[Start of STORED RECORDS]

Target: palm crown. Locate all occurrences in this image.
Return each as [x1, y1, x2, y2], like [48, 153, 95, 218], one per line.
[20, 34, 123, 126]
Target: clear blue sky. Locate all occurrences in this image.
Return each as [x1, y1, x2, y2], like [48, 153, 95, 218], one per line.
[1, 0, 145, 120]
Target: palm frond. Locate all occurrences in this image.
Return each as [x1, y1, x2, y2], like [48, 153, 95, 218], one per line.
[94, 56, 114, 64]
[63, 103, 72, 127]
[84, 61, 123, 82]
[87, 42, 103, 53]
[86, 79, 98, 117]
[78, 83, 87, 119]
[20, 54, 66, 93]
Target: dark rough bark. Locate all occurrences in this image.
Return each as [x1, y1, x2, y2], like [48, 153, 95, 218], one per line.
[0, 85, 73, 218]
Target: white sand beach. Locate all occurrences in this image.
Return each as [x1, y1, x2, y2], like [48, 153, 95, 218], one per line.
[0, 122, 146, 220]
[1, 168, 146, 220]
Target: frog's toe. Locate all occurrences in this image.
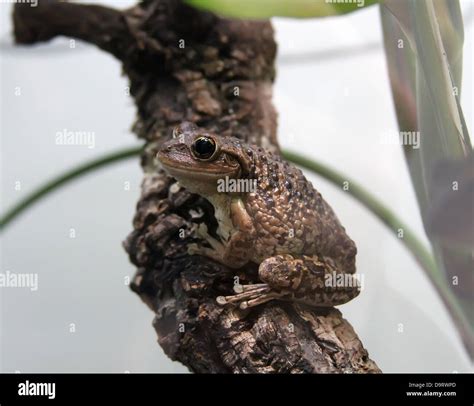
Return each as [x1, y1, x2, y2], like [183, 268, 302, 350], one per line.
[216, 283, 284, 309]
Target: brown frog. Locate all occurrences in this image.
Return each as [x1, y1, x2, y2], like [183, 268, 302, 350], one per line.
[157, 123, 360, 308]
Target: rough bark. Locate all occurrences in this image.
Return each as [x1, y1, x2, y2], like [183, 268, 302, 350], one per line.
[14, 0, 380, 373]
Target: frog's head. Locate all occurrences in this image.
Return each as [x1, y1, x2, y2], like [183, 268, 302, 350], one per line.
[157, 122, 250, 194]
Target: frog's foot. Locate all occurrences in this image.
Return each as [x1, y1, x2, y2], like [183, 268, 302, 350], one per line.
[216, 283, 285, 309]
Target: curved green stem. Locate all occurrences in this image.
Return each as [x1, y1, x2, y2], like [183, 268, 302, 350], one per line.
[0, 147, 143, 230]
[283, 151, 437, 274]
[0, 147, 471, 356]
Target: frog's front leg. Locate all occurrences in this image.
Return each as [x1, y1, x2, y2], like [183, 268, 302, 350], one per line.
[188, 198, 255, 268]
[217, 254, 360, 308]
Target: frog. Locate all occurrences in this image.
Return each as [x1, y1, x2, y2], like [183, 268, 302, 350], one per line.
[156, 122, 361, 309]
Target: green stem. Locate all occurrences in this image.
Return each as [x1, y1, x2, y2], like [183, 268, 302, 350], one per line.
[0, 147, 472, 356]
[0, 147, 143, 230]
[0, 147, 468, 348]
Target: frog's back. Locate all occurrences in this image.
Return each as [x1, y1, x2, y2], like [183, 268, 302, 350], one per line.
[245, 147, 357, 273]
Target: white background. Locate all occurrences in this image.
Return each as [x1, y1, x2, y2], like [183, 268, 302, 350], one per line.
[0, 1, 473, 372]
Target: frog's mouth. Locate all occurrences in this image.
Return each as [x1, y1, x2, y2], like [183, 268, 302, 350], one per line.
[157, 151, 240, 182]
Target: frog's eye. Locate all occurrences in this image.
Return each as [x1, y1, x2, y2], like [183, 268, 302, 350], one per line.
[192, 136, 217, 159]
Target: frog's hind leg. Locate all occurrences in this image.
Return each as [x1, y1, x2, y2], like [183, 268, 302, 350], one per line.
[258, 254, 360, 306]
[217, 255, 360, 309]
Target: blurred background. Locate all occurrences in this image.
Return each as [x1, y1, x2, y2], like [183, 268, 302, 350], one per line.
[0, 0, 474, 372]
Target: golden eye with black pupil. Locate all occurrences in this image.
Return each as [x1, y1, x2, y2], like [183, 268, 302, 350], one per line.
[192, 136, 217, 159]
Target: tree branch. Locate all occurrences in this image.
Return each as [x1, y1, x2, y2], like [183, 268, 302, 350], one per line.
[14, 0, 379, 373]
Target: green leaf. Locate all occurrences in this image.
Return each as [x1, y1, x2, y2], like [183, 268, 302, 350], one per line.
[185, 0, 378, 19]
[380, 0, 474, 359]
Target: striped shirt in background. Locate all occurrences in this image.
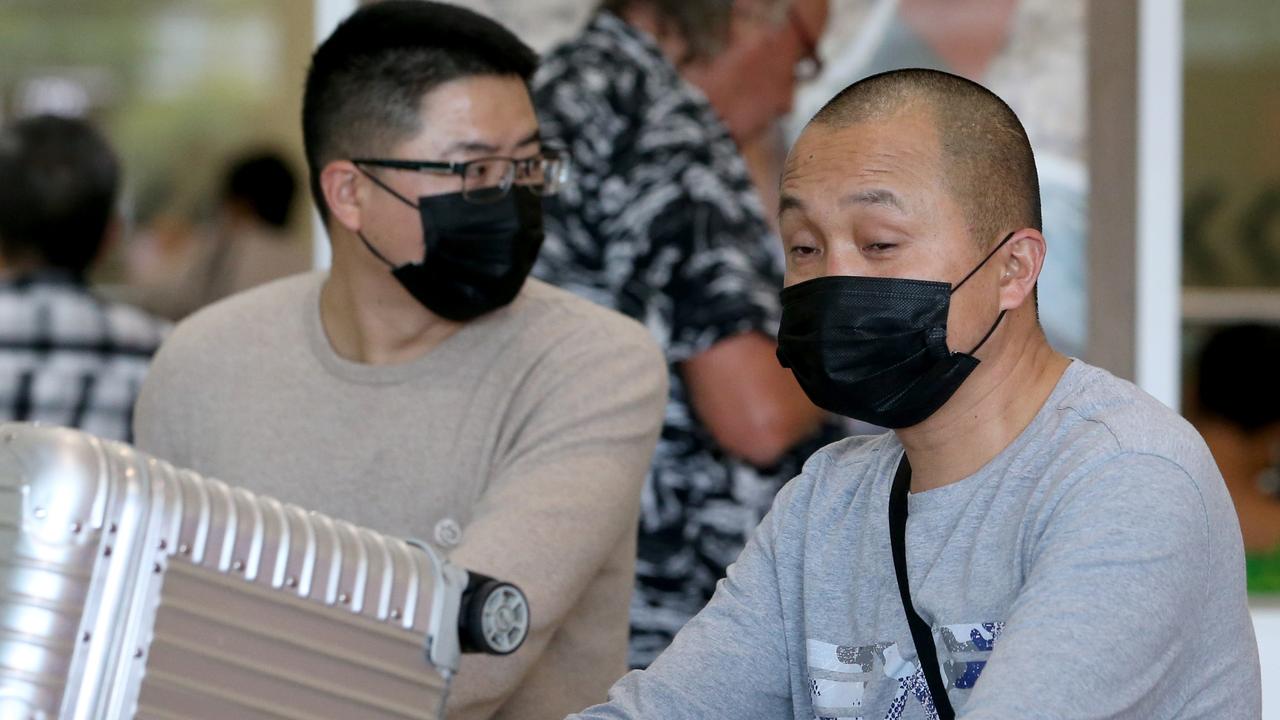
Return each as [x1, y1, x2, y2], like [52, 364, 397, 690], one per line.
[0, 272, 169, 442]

[End of STORED RECORDS]

:: INSTRUCTIONS FOR THE TASK ::
Copy the records above exactly. The pictures are not part of the copy.

:: FULL OUTPUT ::
Target: palm crown. Locate all occurrences in this image.
Return each as [x1, y1, x2, y2], like [48, 153, 95, 218], one per line.
[20, 34, 123, 126]
Target: clear blue sky. Locate all occurrences in this image.
Return each as [x1, y1, x2, y2], like [48, 153, 95, 218], one per line.
[1, 0, 145, 120]
Target: palm frond. Locate all occurrences in this image.
Return each as [x1, y1, x2, y2], like [48, 153, 95, 218], one per line.
[94, 56, 114, 64]
[63, 103, 72, 127]
[84, 61, 123, 82]
[87, 42, 103, 53]
[86, 79, 98, 117]
[78, 83, 87, 119]
[20, 54, 66, 93]
Target: dark rough bark. Locate all occurrences in this image.
Return each as [x1, y1, x2, y2], like [48, 153, 95, 218], one per line.
[0, 85, 73, 218]
Target: white sand beach. Locate all occurrences in this image.
Return each as [x1, y1, x2, y2], like [48, 153, 95, 218], one per line.
[0, 122, 146, 220]
[1, 168, 146, 220]
Target: frog's toe. Locate all occurrences in this image.
Return each as [x1, y1, x2, y2], like [183, 268, 302, 350], one per line.
[216, 283, 284, 309]
Target: brown frog. Locate all occurrences in this image.
Return each as [x1, y1, x2, y2], like [183, 268, 302, 350], one per line.
[157, 123, 360, 308]
Target: rough bark. Locate all occurrences in this image.
Return each as [x1, y1, x2, y2], like [183, 268, 302, 350], one per line.
[14, 0, 380, 373]
Target: frog's head. Locate all occurrences in this image.
Return each as [x1, y1, x2, y2], like [183, 268, 302, 350], one per line.
[157, 122, 250, 194]
Target: frog's foot. Locate all occurrences in this image.
Return each as [x1, y1, x2, y2], like [183, 268, 302, 350], one per line.
[216, 283, 285, 309]
Target: curved green stem. Locate all occurrences in this image.
Return each as [x1, y1, x2, y2], like [183, 268, 302, 350], one per line.
[0, 147, 143, 230]
[283, 151, 437, 274]
[0, 147, 471, 356]
Target: frog's front leg. Locate all occurrences in this image.
Return each as [x1, y1, x2, y2], like [183, 268, 302, 350], one per line.
[188, 198, 255, 268]
[217, 254, 360, 308]
Target: frog. Locate all occurrences in this image.
Return each as [x1, y1, x2, y2], like [183, 268, 302, 350], one per line.
[156, 122, 361, 309]
Target: green stem. Locate all occurrences in this image.
Return each as [x1, y1, x2, y2], like [183, 268, 302, 350], one per line.
[0, 147, 472, 356]
[0, 147, 143, 230]
[0, 147, 468, 348]
Target: frog's back. Locate all occurrences in this image.
Return each as [x1, y1, x2, y2], like [183, 268, 302, 350], one per line.
[245, 147, 357, 273]
Target: white background. Locate all occurrences in this image.
Return each as [x1, y1, x2, y2], like [183, 268, 302, 350], one per line.
[0, 1, 473, 372]
Target: frog's mouth. Locate all occurrences in this image.
Return each as [x1, y1, x2, y2], like [183, 268, 302, 350], one per line.
[157, 151, 240, 182]
Target: frog's eye. Locate all occurrences in this image.
Return each as [x1, y1, x2, y2], like [183, 268, 302, 350], one per line.
[192, 136, 217, 159]
Target: frog's hind leg. Locate all occurrences in this image.
Return each as [x1, y1, x2, y2], like [183, 268, 302, 350], one per line.
[258, 254, 360, 306]
[217, 255, 360, 309]
Target: blurred background. Locate all occurrences in this image.
Return each as [x1, y1, x2, y2], like [183, 268, 302, 350], one per line.
[0, 0, 474, 372]
Target: golden eye with black pupil. Locate all occurrences in this image.
Return each as [x1, y1, x2, y2], like [183, 268, 302, 350], one per line.
[192, 136, 217, 159]
Target: tree branch. Locate all occurrences in this image.
Return each as [x1, y1, x2, y2], like [183, 268, 302, 350], one per line.
[14, 0, 379, 373]
Target: green leaf. Locate all occurrences in this image.
Return each as [x1, y1, x2, y2], like [183, 268, 302, 350], one per line.
[185, 0, 378, 19]
[380, 0, 474, 359]
Target: striped shirt in background. Locate all occurrences in this image.
Return each as [x1, y1, x2, y2], like [52, 364, 397, 690], one per line.
[0, 272, 169, 442]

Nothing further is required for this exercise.